» **Passage provided**
--- START ---
Yes, Remove the Flag. And Close the Coverage Gap to Really Address Racial Inequality
South Carolina Governor Nikki Haley has called for the removal of the Confederate flag from the State House. Yet, she remains adamantly opposed to accepting the federal dollars set aside to extend Medicaid coverage to low-income South Carolinians. In last week’s New Yorker, former South Carolina state representative and Community Catalyst Board member Anton Gunn points out: “If you take the flag down tomorrow, what is going to substantively change in the lives of black people and people affected by inequality in South Carolina?”
Last week’s Supreme Court decision on the Affordable Care Act benefits South Carolinians by allowing more than 200,000 of them keep federal tax credits to support their health coverage. However, nearly the same number of South Carolinians fall into the “coverage gap” because of Governor Haley and the legislature’s refusal to expand Medicaid.
Closing the gap would substantially change the lives of black people in South Carolina. It would provide health coverage to 178,000 uninsured South Carolinians – disproportionately made up of people of color. Nationally, over a quarter of the potential beneficiaries are black. Our Close the Gap campaign is working on closing the coverage gap in the 21 states that have not done so. The racial dynamics of the campaigns cannot be overlooked – most of those states were slave states. Of the states that were part of the Confederacy, only Kentucky and Arkansas have expanded Medicaid.
We characterized the Close the Gap campaign largely as a struggle of the “Old South” versus the “New South.” Governor Haley’s change of heart regarding the flying the Confederate flag over the Capitol is a victory for the “New South” and could provide a roadmap for how to close the coverage gap in former slave states. Combining moral outrage and grassroots activism with an appreciation of the economics of the situation has changed the political dynamics around the Confederate flag. Five hundred people demonstrated in front of the South Carolina Capitol protesting the flag. Companies like Walmart and E-bay saw the potential impact on their bottom lines and decided to stop selling Confederate flags. Tourists threatened to boycott Charleston.
Closing the coverage gap will require the same combination of moral outrage, grassroots organizing and hard thinking about the economics. But moral outrage over refusing to close the coverage gap is growing, and business groups are increasingly demanding that states accept the federal funds set aside for this coverage. Since the federal government is paying 100 percent of the costs of coverage that will help millions of people and address a long history of inequality, this should be an offer that states such as South Carolina cannot refuse.
--- END ---
» **Your instructions**
Write out the passage on the Confederate flag and the Medicaid coverage gap word for word, beginning at the words that have "Closing the gap" and stopping after "have expanded Medicaid.".

» **Dataset entries**
--- START ---
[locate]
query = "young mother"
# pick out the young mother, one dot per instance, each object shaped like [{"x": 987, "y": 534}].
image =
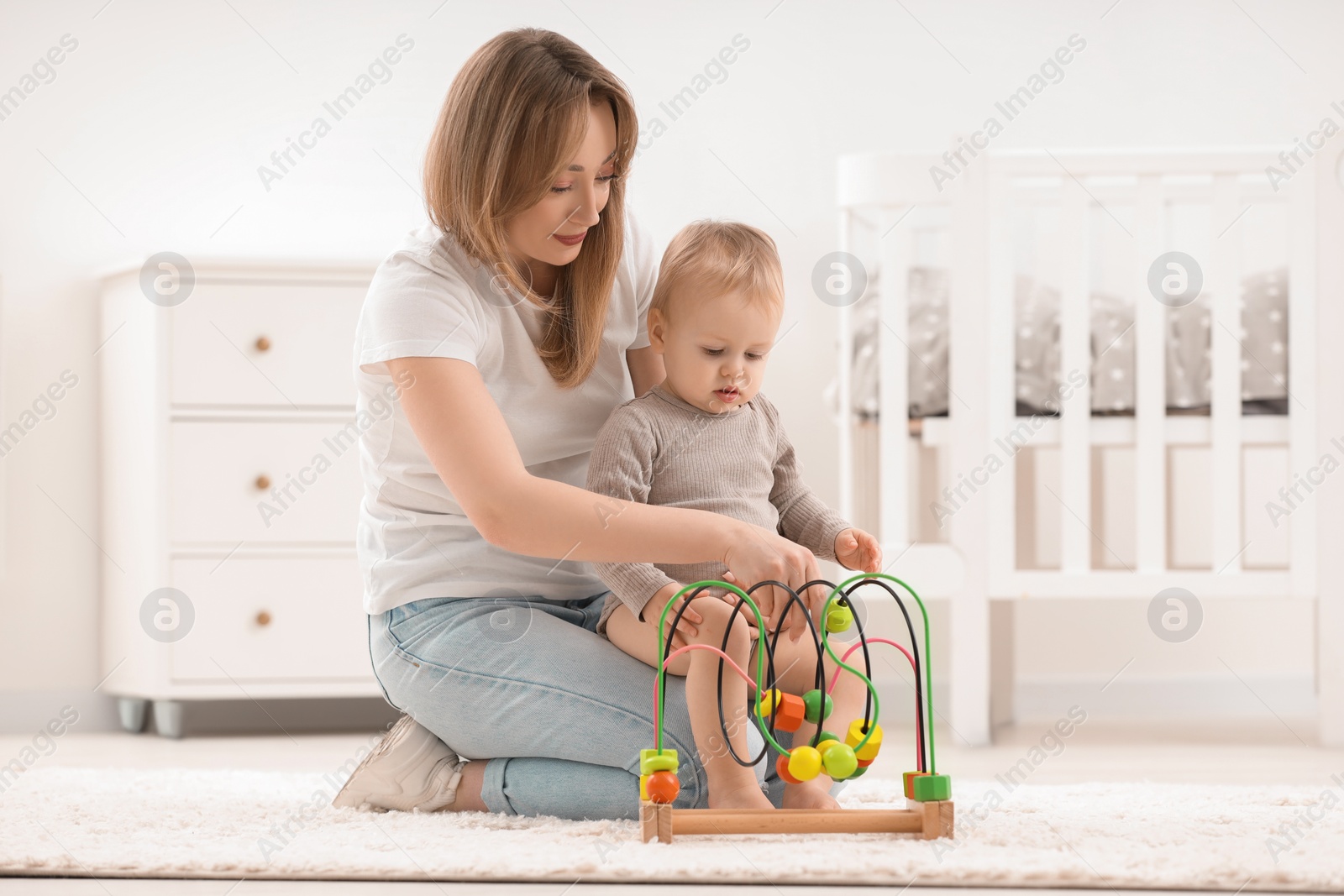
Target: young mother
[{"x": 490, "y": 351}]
--- END ---
--- START ---
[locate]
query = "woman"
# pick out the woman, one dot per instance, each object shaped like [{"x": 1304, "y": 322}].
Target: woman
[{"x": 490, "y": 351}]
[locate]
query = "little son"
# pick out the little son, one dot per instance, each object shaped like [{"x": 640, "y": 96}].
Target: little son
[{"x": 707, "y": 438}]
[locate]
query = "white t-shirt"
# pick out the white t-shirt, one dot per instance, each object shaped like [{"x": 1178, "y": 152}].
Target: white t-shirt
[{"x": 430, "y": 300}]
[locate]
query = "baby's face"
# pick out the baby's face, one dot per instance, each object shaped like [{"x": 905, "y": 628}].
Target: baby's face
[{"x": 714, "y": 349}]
--- END ---
--- START ---
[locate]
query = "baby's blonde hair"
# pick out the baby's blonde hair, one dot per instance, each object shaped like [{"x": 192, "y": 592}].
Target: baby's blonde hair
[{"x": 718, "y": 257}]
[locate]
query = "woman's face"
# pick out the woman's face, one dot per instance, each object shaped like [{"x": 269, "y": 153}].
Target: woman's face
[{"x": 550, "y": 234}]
--- END ---
» **Finished exercise**
Closing the gap would substantially change the lives of black people in South Carolina. It would provide health coverage to 178,000 uninsured South Carolinians – disproportionately made up of people of color. Nationally, over a quarter of the potential beneficiaries are black. Our Close the Gap campaign is working on closing the coverage gap in the 21 states that have not done so. The racial dynamics of the campaigns cannot be overlooked – most of those states were slave states. Of the states that were part of the Confederacy, only Kentucky and Arkansas have expanded Medicaid.